• WHAT TO WORK ON
Reproduce every one of the lines below word for word, and omit the pictures from your copy.

────────────────────

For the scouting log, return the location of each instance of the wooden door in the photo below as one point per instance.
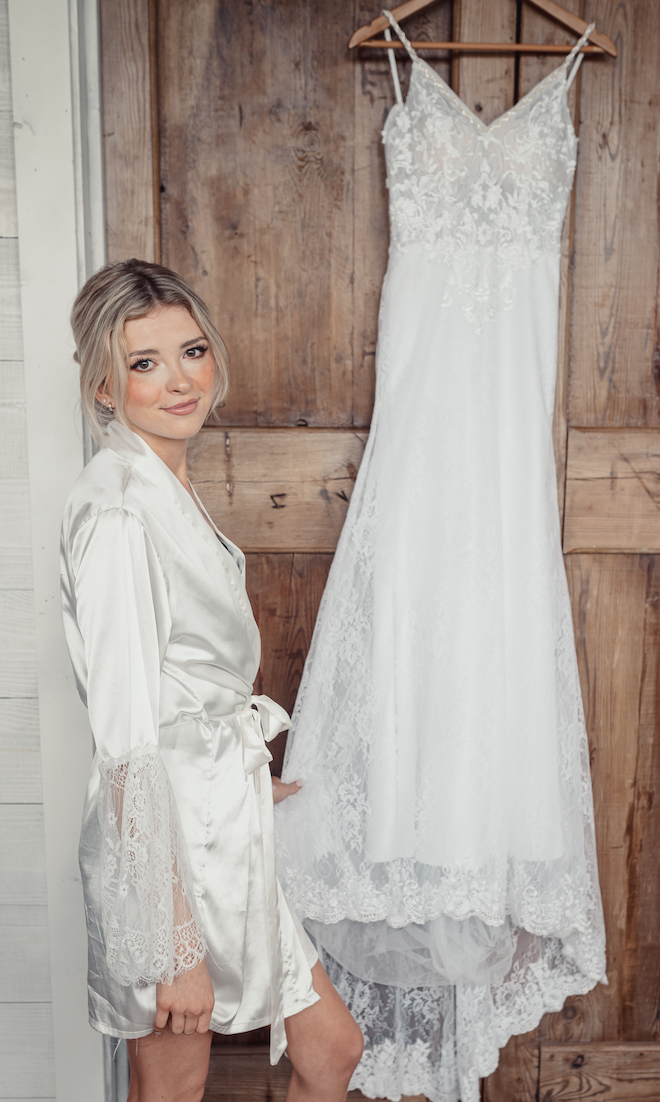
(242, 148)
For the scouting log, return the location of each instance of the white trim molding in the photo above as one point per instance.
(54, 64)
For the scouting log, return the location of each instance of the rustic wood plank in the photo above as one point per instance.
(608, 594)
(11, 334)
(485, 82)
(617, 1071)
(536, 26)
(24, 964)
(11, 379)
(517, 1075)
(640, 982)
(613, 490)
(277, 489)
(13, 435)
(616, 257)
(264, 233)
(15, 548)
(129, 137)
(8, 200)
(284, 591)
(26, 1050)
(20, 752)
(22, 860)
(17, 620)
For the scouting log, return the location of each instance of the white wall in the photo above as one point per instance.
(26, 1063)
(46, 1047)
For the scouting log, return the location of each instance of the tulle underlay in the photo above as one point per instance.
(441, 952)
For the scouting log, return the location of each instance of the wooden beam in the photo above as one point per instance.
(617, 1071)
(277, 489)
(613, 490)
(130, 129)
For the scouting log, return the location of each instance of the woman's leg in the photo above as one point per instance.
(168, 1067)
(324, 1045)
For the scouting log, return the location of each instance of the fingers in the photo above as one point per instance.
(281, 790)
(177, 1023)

────────────────────

• RIGHT ANSWER
For the scouting log, return the location of each instance of the wooden door in the photo below as one point per instance.
(242, 148)
For the scouting log, return the location of each instance of the white trim molding in the photo above as one point per instance.
(54, 64)
For the scouting log, return the location of each instance of the rustic wood plank in the photo above as one point per instance.
(608, 594)
(11, 334)
(485, 82)
(617, 1071)
(536, 26)
(24, 964)
(11, 379)
(517, 1075)
(640, 982)
(613, 490)
(277, 489)
(13, 435)
(616, 257)
(264, 233)
(15, 548)
(129, 137)
(8, 200)
(284, 591)
(26, 1050)
(20, 752)
(22, 860)
(17, 620)
For the scouting log, return the location of each instance of the white wall in the photo above as one point per instance.
(26, 1063)
(46, 1047)
For the scouting log, return the location of each instance of the tulle underlay in the photo above as one point per instance.
(441, 952)
For the scouting log, return the location of each instance of the wooden beam in the photo above as one point per instance.
(617, 1071)
(277, 489)
(613, 490)
(130, 129)
For the scouting log, return the location of each instance of the woman's leg in the photo above as one point per instance.
(168, 1067)
(324, 1045)
For the scouting log, return the location of each instance of the fingers in the photo above as one point per instance.
(281, 790)
(177, 1023)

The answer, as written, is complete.